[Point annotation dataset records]
________

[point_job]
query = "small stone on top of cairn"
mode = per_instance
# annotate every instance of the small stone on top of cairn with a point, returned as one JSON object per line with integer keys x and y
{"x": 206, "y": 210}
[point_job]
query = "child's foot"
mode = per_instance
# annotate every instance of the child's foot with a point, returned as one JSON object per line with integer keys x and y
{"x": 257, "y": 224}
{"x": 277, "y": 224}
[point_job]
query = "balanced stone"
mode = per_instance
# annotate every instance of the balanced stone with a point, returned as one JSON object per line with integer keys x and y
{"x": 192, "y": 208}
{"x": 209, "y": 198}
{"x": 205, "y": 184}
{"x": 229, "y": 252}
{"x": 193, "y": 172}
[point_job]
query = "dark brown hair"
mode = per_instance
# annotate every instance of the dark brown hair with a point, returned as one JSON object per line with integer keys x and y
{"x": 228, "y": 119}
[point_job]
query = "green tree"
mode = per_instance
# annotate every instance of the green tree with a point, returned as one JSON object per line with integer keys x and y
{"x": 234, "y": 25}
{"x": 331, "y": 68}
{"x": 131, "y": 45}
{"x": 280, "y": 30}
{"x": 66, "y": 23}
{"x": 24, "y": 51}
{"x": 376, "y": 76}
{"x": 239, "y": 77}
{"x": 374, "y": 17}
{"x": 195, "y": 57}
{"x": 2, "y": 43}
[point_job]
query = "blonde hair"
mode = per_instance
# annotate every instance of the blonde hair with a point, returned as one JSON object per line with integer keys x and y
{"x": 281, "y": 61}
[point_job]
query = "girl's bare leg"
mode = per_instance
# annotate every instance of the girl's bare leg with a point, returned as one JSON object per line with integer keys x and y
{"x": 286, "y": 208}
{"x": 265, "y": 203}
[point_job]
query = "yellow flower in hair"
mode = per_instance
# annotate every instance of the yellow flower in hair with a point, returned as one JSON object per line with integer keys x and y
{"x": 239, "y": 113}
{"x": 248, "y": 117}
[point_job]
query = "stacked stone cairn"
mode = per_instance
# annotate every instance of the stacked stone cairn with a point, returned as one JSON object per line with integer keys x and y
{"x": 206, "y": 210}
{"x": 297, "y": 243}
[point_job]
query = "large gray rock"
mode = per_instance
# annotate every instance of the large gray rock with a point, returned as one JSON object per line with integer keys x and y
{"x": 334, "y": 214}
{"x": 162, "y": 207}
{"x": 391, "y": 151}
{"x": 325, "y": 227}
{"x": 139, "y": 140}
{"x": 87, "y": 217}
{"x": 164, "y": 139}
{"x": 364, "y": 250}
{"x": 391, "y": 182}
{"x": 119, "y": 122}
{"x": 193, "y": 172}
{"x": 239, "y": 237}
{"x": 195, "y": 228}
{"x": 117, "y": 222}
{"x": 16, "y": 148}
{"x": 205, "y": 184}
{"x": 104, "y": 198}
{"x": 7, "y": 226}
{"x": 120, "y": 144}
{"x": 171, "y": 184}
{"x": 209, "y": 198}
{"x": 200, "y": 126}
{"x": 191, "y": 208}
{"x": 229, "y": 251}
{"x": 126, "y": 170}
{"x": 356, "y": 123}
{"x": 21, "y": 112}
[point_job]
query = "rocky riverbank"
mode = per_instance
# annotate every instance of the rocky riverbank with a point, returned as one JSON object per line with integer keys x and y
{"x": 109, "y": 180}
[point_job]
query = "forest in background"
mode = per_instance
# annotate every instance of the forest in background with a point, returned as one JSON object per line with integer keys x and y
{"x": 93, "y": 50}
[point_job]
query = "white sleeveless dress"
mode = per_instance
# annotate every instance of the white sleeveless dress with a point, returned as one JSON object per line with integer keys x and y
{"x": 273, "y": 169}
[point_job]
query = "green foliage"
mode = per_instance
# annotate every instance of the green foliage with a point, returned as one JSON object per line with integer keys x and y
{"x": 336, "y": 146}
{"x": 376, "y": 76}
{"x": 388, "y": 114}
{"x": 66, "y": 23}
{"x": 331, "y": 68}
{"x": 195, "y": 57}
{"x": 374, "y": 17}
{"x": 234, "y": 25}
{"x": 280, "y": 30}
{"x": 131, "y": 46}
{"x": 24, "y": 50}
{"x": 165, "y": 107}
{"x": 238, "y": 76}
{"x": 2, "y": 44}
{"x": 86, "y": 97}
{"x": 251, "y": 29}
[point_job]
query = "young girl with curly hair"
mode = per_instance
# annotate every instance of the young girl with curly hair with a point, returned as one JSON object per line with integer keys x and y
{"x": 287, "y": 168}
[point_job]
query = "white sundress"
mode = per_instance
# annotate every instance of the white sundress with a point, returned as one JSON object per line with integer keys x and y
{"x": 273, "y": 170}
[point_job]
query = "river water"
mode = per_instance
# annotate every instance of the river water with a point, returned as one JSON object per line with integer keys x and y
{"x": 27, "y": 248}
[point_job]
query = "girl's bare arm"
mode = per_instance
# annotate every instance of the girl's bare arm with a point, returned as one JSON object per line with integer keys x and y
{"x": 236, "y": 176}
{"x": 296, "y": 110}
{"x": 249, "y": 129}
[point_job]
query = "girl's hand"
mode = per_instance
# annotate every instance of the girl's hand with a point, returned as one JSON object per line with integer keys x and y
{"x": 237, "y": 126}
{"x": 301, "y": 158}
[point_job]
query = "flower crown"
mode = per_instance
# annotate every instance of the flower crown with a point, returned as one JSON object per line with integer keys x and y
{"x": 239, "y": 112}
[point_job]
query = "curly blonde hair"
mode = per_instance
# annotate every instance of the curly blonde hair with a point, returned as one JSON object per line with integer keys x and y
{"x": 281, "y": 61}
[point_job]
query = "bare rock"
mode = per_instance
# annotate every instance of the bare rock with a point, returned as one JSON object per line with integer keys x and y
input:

________

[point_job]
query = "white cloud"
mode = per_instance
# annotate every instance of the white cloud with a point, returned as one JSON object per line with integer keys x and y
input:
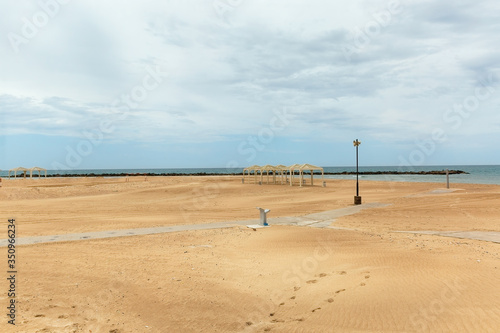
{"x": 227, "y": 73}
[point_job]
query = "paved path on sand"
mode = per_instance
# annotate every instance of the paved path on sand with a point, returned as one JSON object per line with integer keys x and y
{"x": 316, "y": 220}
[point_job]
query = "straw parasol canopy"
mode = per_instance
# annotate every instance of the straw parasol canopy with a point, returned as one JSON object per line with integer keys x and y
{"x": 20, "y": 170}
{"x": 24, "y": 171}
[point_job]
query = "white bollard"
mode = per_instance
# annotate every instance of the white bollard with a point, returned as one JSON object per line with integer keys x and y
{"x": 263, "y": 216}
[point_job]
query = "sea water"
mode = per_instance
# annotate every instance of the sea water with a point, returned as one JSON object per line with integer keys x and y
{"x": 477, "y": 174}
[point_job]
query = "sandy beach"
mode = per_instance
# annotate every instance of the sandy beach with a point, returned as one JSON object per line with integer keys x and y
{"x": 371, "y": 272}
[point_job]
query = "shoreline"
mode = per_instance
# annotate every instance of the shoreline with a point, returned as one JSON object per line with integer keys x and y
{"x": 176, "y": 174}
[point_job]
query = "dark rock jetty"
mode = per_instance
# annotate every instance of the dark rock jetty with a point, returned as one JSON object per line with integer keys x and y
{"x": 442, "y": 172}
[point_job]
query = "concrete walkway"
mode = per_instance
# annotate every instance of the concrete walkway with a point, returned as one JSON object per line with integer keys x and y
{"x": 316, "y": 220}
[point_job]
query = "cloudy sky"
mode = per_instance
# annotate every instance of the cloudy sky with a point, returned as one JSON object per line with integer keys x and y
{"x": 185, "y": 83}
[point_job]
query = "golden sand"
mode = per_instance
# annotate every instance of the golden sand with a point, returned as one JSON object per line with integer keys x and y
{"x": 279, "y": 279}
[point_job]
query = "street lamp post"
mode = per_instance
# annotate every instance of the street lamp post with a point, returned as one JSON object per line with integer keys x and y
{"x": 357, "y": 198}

________

* _Written problem_
How many lines in the material contain the string "sundress", with case counting? Reply with the number only.

* _Exercise answer_
2